start Extracted records

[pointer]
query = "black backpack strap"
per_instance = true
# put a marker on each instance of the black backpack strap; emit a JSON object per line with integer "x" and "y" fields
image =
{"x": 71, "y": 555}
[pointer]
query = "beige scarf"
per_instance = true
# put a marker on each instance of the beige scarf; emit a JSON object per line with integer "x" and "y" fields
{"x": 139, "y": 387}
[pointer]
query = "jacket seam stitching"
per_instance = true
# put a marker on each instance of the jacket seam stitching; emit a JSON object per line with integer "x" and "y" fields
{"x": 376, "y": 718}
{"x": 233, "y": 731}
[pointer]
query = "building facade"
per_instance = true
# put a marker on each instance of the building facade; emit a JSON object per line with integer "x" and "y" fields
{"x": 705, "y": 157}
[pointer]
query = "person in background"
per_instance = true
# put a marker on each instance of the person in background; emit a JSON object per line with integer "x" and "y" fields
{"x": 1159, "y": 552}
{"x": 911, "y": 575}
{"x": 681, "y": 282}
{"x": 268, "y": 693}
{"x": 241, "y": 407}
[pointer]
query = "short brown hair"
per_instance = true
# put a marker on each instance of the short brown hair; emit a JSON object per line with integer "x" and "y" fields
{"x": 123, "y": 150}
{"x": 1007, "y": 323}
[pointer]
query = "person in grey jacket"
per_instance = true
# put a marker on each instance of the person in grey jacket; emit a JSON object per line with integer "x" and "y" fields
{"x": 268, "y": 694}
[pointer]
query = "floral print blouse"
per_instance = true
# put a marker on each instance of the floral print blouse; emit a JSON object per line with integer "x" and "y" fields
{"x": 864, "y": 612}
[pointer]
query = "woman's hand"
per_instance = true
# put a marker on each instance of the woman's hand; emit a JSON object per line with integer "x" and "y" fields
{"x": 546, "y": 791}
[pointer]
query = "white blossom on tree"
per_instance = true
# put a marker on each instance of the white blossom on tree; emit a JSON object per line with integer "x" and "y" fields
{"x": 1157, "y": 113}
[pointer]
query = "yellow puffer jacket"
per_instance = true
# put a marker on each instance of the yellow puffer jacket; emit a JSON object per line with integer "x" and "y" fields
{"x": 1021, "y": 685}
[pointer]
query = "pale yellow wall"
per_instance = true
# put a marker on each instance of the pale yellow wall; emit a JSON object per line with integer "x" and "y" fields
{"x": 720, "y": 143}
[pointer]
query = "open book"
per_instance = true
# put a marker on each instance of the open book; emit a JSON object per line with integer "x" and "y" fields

end Extracted records

- Work to complete:
Copy out each record from above, exactly.

- Reply:
[pointer]
query = "black backpack strap"
per_instance = true
# put a marker on each instance of the black backpack strap; emit a JSON object per line with integer "x" and "y" fields
image =
{"x": 71, "y": 555}
[pointer]
query = "beige scarf"
per_instance = true
# put a marker on each instance of the beige scarf; emit a JSON object per line with integer "x" and "y" fields
{"x": 139, "y": 387}
[pointer]
query = "jacket seam stitching"
per_instance = true
# put a marker on each instance of the jacket seam stitching; emit a JSON object per line with integer "x" and "y" fields
{"x": 376, "y": 718}
{"x": 233, "y": 731}
[pointer]
query = "building facade"
per_instance = true
# put a marker on each instance of the building facade; emit a JSON object per line with integer "x" and "y" fields
{"x": 705, "y": 157}
[pointer]
query = "person in background"
per_instance = true
# put a marker on each instance of the person in background; emit a JSON object per line with integer "x" and "y" fields
{"x": 1159, "y": 552}
{"x": 911, "y": 575}
{"x": 681, "y": 282}
{"x": 268, "y": 693}
{"x": 241, "y": 407}
[pointer]
query = "short brown hair"
per_instance = true
# put a marker on each instance of the short brown hair; emit a JSON object per line with integer "x" and "y" fields
{"x": 123, "y": 150}
{"x": 1007, "y": 323}
[pointer]
query = "person in grey jacket"
per_instance = true
# put a marker on each instance of the person in grey jacket; emit a JSON object per line with integer "x" and "y" fields
{"x": 268, "y": 694}
[pointer]
query = "floral print blouse"
per_instance = true
# put a marker on each instance of the floral print blouse; emit a JSON object per line with integer "x" and "y" fields
{"x": 864, "y": 612}
[pointer]
query = "woman's hand"
per_instance = true
# put a marker on each instance of the woman's hand; emit a JSON object per line with integer "x" and "y" fields
{"x": 546, "y": 791}
[pointer]
query = "white blossom on tree"
per_instance = true
# put a marker on each instance of the white blossom on tree; emit a JSON object per line with integer "x" and "y" fields
{"x": 1157, "y": 113}
[pointer]
query = "yellow puffer jacket"
per_instance = true
# put a marker on each instance of the yellow puffer jacket; emit a JSON object per line with integer "x" and "y" fields
{"x": 1021, "y": 685}
[pointer]
query = "pale yellow wall"
per_instance = true
# put a marker on each instance of the pale yellow wall; emit a JSON object per line with integer "x" and "y" fields
{"x": 720, "y": 143}
[pointer]
query = "open book"
per_instance = true
# put a marker on each instance of the open book; emit a JSON object per line with integer "x" and "y" fields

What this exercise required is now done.